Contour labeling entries
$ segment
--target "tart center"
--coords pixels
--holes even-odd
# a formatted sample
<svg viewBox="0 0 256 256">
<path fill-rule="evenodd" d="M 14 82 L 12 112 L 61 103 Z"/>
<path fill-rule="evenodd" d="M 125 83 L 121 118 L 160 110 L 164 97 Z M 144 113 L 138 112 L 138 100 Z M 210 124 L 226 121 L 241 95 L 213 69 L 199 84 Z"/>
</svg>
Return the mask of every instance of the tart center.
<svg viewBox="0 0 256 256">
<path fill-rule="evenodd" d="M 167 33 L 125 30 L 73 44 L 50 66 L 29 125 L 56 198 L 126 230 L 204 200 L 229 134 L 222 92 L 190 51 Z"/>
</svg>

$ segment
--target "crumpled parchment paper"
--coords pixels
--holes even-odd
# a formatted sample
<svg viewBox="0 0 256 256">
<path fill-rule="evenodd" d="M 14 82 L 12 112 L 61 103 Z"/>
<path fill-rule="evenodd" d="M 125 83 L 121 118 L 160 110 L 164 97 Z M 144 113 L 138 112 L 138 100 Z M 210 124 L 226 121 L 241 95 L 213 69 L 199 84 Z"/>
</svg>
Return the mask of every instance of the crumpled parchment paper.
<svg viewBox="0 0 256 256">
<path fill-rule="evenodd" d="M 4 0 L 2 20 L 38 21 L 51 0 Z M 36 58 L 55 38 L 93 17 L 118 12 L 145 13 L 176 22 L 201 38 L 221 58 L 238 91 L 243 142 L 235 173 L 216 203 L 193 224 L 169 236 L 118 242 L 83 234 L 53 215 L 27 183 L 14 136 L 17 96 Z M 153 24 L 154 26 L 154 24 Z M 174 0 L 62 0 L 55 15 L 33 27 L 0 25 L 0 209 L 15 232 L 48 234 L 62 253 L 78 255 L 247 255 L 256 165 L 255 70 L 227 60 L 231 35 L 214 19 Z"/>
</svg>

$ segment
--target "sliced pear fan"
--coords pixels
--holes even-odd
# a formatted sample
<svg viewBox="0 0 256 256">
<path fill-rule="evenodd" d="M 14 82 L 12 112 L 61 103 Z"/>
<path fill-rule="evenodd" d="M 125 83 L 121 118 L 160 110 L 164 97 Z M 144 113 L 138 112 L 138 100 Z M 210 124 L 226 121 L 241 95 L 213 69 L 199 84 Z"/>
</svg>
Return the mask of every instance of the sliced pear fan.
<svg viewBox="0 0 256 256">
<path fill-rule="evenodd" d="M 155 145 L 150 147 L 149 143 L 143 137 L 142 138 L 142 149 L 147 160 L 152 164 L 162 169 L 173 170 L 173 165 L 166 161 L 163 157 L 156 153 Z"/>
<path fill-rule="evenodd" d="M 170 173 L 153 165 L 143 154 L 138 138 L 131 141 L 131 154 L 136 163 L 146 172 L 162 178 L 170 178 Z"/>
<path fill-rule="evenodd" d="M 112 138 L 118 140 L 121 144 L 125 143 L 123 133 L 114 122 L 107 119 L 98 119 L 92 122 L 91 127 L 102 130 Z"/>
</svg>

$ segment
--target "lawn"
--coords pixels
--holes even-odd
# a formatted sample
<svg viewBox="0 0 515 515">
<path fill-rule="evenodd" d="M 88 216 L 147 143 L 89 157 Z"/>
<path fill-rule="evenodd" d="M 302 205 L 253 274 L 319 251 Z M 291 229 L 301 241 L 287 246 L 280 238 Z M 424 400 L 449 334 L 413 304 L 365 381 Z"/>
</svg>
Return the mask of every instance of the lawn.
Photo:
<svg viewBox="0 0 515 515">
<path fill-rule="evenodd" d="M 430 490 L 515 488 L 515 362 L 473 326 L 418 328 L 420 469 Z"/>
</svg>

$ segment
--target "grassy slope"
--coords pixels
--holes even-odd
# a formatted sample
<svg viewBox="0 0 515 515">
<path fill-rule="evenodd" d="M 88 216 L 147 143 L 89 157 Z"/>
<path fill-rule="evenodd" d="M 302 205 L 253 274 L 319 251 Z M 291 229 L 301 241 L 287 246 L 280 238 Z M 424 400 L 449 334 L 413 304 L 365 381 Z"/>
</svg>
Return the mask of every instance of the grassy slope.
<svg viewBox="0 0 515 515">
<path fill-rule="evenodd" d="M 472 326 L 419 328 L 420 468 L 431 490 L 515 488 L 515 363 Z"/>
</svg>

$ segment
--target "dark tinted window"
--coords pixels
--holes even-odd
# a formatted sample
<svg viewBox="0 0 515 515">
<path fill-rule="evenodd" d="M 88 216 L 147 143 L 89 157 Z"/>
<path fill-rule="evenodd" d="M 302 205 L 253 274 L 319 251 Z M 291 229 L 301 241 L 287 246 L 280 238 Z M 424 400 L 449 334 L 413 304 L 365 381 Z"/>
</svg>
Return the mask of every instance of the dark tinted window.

GIVEN PROBLEM
Repeat every line of the data, exactly and in full.

ANSWER
$ segment
--target "tart center"
--coords pixels
--holes even-odd
# a formatted sample
<svg viewBox="0 0 256 256">
<path fill-rule="evenodd" d="M 14 82 L 12 112 L 61 103 Z"/>
<path fill-rule="evenodd" d="M 125 83 L 121 118 L 160 110 L 164 97 Z M 144 113 L 138 112 L 138 100 Z M 210 124 L 226 121 L 241 95 L 213 69 L 199 84 Z"/>
</svg>
Return the mask of every instance of the tart center.
<svg viewBox="0 0 256 256">
<path fill-rule="evenodd" d="M 167 33 L 125 30 L 73 44 L 50 66 L 29 125 L 56 198 L 126 230 L 204 200 L 229 134 L 222 92 L 190 51 Z"/>
</svg>

$ segment
--target "crumpled parchment paper"
--coords pixels
--holes even-odd
# a formatted sample
<svg viewBox="0 0 256 256">
<path fill-rule="evenodd" d="M 14 82 L 12 112 L 61 103 Z"/>
<path fill-rule="evenodd" d="M 125 83 L 121 118 L 160 110 L 164 97 Z M 144 113 L 138 112 L 138 100 Z M 210 124 L 226 121 L 241 95 L 213 69 L 199 84 Z"/>
</svg>
Return the mask of every instance of the crumpled parchment paper.
<svg viewBox="0 0 256 256">
<path fill-rule="evenodd" d="M 4 0 L 2 20 L 38 21 L 51 0 Z M 36 58 L 55 38 L 93 17 L 118 12 L 145 13 L 176 22 L 201 38 L 221 58 L 238 91 L 243 142 L 235 173 L 216 203 L 193 224 L 169 236 L 118 242 L 83 234 L 53 215 L 27 183 L 14 136 L 17 96 Z M 153 24 L 154 26 L 154 24 Z M 174 0 L 62 0 L 55 15 L 33 27 L 0 25 L 0 209 L 15 232 L 48 234 L 62 253 L 78 255 L 247 255 L 256 165 L 255 70 L 227 60 L 231 35 L 214 19 Z"/>
</svg>

$ segment
--target "sliced pear fan"
--coords pixels
--holes even-odd
# a formatted sample
<svg viewBox="0 0 256 256">
<path fill-rule="evenodd" d="M 14 82 L 12 112 L 61 103 Z"/>
<path fill-rule="evenodd" d="M 125 83 L 121 118 L 160 110 L 164 97 Z M 144 113 L 138 112 L 138 100 Z M 210 124 L 226 121 L 241 95 L 213 69 L 199 84 Z"/>
</svg>
Return the mask of every instance of the sliced pear fan.
<svg viewBox="0 0 256 256">
<path fill-rule="evenodd" d="M 155 145 L 150 147 L 149 143 L 143 137 L 142 138 L 142 149 L 147 160 L 152 164 L 162 169 L 173 170 L 173 165 L 166 161 L 163 157 L 156 153 Z"/>
<path fill-rule="evenodd" d="M 170 173 L 153 165 L 143 154 L 138 138 L 131 141 L 131 154 L 136 163 L 146 172 L 162 178 L 170 178 Z"/>
<path fill-rule="evenodd" d="M 112 138 L 118 140 L 121 144 L 125 143 L 123 133 L 114 122 L 107 119 L 98 119 L 92 122 L 91 127 L 102 130 Z"/>
</svg>

$ segment
--target "lawn"
--coords pixels
--holes even-odd
# a formatted sample
<svg viewBox="0 0 515 515">
<path fill-rule="evenodd" d="M 88 216 L 147 143 L 89 157 Z"/>
<path fill-rule="evenodd" d="M 302 205 L 253 274 L 319 251 Z M 291 229 L 301 241 L 287 246 L 280 238 Z M 424 400 L 449 334 L 413 304 L 365 381 Z"/>
</svg>
Return the mask of every instance of the lawn.
Photo:
<svg viewBox="0 0 515 515">
<path fill-rule="evenodd" d="M 430 490 L 515 488 L 515 362 L 473 326 L 418 328 L 420 469 Z"/>
</svg>

$ segment
--target "grassy slope"
--coords pixels
--holes even-odd
# a formatted sample
<svg viewBox="0 0 515 515">
<path fill-rule="evenodd" d="M 88 216 L 147 143 L 89 157 Z"/>
<path fill-rule="evenodd" d="M 302 205 L 253 274 L 319 251 Z M 291 229 L 301 241 L 287 246 L 280 238 Z M 424 400 L 449 334 L 413 304 L 365 381 Z"/>
</svg>
Return the mask of every instance of the grassy slope.
<svg viewBox="0 0 515 515">
<path fill-rule="evenodd" d="M 472 326 L 419 328 L 420 468 L 431 490 L 515 488 L 515 363 Z"/>
</svg>

$ segment
--target "dark tinted window"
--coords pixels
--holes even-odd
# a formatted sample
<svg viewBox="0 0 515 515">
<path fill-rule="evenodd" d="M 88 216 L 147 143 L 89 157 Z"/>
<path fill-rule="evenodd" d="M 302 205 L 253 274 L 319 251 Z M 291 229 L 301 241 L 287 246 L 280 238 Z M 424 400 L 449 334 L 413 304 L 365 381 Z"/>
</svg>
Return the mask of every instance of the dark tinted window.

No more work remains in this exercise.